> **TASK INPUT**
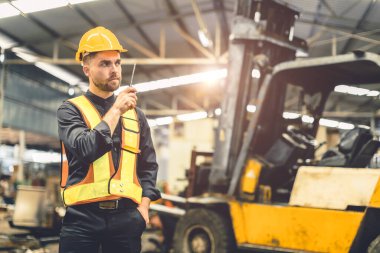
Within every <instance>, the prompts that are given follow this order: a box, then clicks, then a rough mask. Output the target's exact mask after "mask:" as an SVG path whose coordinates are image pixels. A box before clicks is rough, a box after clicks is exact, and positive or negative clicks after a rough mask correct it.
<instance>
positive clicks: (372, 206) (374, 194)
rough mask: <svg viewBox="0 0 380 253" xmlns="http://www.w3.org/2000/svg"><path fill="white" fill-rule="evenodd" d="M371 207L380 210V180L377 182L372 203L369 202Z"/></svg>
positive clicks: (371, 198)
mask: <svg viewBox="0 0 380 253" xmlns="http://www.w3.org/2000/svg"><path fill="white" fill-rule="evenodd" d="M369 206H370V207H374V208H380V179H379V180H378V181H377V184H376V187H375V190H374V191H373V195H372V198H371V201H370V202H369Z"/></svg>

> **BRIEF**
Each record above needs to be retyped exactly, without any pictures.

> **SOLUTION BELOW**
Within every <instance>, the prompts that are given follow this order: a box, then clicks, then a rough mask. Output the target's exact mask after "mask:" as an SVG path whose coordinates are image pixels. A box before clicks is rough, a box after clicks is exact, and positive or negative clicks after a rough mask correct it.
<instance>
positive clicks: (372, 206) (374, 194)
rough mask: <svg viewBox="0 0 380 253" xmlns="http://www.w3.org/2000/svg"><path fill="white" fill-rule="evenodd" d="M371 207L380 210V180L377 182L372 203L369 202Z"/></svg>
positive clicks: (371, 198)
mask: <svg viewBox="0 0 380 253" xmlns="http://www.w3.org/2000/svg"><path fill="white" fill-rule="evenodd" d="M369 206H370V207H374V208H380V179H379V180H378V181H377V184H376V187H375V190H374V191H373V195H372V198H371V201H370V202H369Z"/></svg>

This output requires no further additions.